◆ **Available data**
════════

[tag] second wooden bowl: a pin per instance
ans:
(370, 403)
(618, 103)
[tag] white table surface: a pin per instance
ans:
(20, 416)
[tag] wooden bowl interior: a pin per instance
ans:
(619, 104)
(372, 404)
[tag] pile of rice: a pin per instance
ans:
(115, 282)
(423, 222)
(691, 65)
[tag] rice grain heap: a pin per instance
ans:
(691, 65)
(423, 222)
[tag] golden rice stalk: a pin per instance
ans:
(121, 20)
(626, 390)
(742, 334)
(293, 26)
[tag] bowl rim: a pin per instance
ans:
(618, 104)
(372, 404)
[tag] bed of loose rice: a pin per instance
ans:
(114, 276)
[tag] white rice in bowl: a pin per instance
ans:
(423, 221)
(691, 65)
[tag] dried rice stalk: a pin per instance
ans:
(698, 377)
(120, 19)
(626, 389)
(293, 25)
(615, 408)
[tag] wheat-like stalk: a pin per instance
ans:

════════

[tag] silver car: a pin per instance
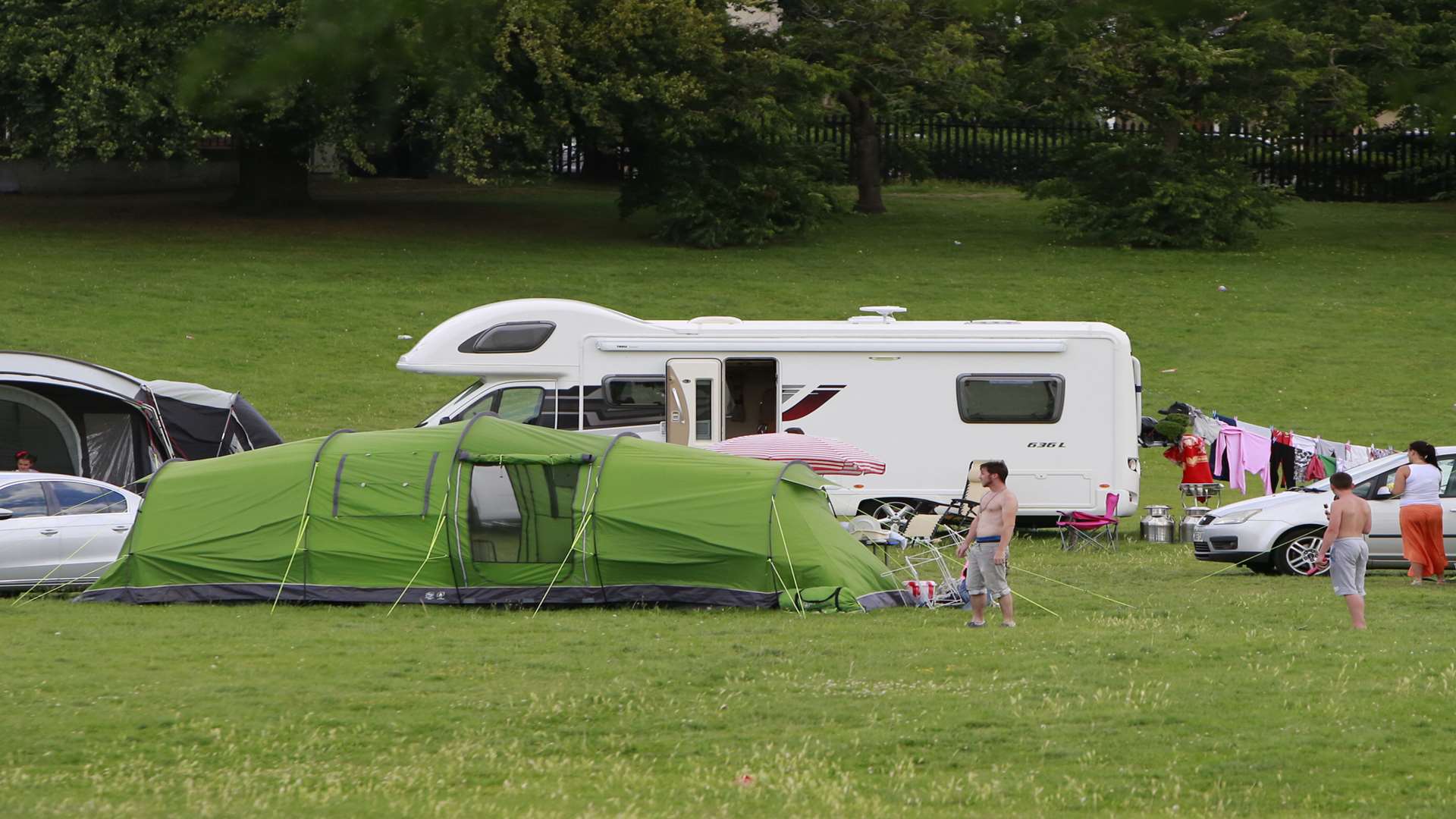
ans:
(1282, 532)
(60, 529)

════════

◆ **Work task**
Wherever a line of the data above contains "wooden", copy that line.

◆ **Response to the task**
[tag] second wooden bowl: a pin per instance
[tag] wooden bowl interior: a pin per instance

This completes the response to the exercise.